┌──
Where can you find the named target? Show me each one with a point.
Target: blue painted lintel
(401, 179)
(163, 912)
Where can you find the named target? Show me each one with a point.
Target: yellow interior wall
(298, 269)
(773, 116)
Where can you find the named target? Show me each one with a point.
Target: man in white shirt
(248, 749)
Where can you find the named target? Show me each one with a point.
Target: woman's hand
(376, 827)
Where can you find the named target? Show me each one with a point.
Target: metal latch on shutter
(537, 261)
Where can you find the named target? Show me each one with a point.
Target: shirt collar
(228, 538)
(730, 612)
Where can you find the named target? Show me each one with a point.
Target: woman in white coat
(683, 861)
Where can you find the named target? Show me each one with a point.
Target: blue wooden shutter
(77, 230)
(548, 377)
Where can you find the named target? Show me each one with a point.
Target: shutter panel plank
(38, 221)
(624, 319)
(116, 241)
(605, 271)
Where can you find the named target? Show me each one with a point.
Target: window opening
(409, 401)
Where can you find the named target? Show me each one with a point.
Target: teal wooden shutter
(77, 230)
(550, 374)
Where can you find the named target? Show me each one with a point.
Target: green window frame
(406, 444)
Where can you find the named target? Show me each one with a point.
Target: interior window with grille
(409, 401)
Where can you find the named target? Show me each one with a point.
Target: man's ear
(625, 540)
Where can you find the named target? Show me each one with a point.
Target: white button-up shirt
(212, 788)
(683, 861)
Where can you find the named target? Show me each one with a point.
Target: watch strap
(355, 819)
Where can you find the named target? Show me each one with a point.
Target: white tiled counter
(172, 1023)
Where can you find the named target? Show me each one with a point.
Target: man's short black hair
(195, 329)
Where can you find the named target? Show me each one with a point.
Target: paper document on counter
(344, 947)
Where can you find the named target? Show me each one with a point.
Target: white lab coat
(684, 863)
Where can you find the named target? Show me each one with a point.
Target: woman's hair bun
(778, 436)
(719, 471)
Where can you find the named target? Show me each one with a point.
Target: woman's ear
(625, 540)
└──
**What to do**
From the first line through the last, give the data above again exactly.

**Expected answer**
Where can you find the named target? Show me each one with a point.
Target: blue painted lintel
(401, 179)
(163, 912)
Where can you find the named target? Show me each one with a point.
Target: yellow interior wall
(298, 269)
(773, 116)
Where can you find the named target? Show me each one with a point.
Target: man in white shirt
(248, 749)
Where can you find the named target? Show me each one with a point.
Target: woman's hand
(376, 827)
Where can you find the named target? Show me each one with a point.
Target: metal latch on shutter
(537, 261)
Where can you find the named target? Show me each one with a point.
Target: shirt collar
(228, 538)
(730, 612)
Where can you find the named target? Show me each one with a point.
Target: woman in white coat
(683, 861)
Where can you find the named target? Show me each one with a point.
Target: blue wooden shutter
(77, 230)
(548, 377)
Where can you find the named target? Show me each one with a point.
Target: shutter panel plank
(38, 221)
(624, 319)
(116, 241)
(605, 271)
Where can you find the named target? Show me each one with a point.
Target: window opening
(409, 401)
Where can you find the named target? Show me each one with a point.
Target: teal wooden shutter
(77, 230)
(550, 374)
Where can you find the named target? Show me each one with a point.
Target: green window frame
(406, 444)
Where can you find the named target? Show me each one with a point.
Target: interior window with grille
(409, 401)
Where can you find the named target? Show me each one with a point.
Target: man's ear
(625, 540)
Where can you find the named target? Show me each one with a point.
Target: white button-up shirt
(212, 788)
(683, 861)
Where can you find the named target? Show me each one with a point.
Target: watch strap
(355, 819)
Where can you find the named target? Show me each one with a point.
Target: white tiled counter
(172, 1023)
Where can you find the named target? Show me each one with a point.
Target: man's short black hair
(195, 329)
Where can you find the named target? Show me each one with a point.
Target: paper document on counter
(344, 947)
Where can you find the named target? Show me each one with a point.
Target: white lab coat
(684, 863)
Where can you find the named target? Show me each one with a point.
Target: woman's hair bun
(778, 436)
(719, 471)
Where can you find the named target? Show me each one with a point.
Target: woman's ear
(625, 540)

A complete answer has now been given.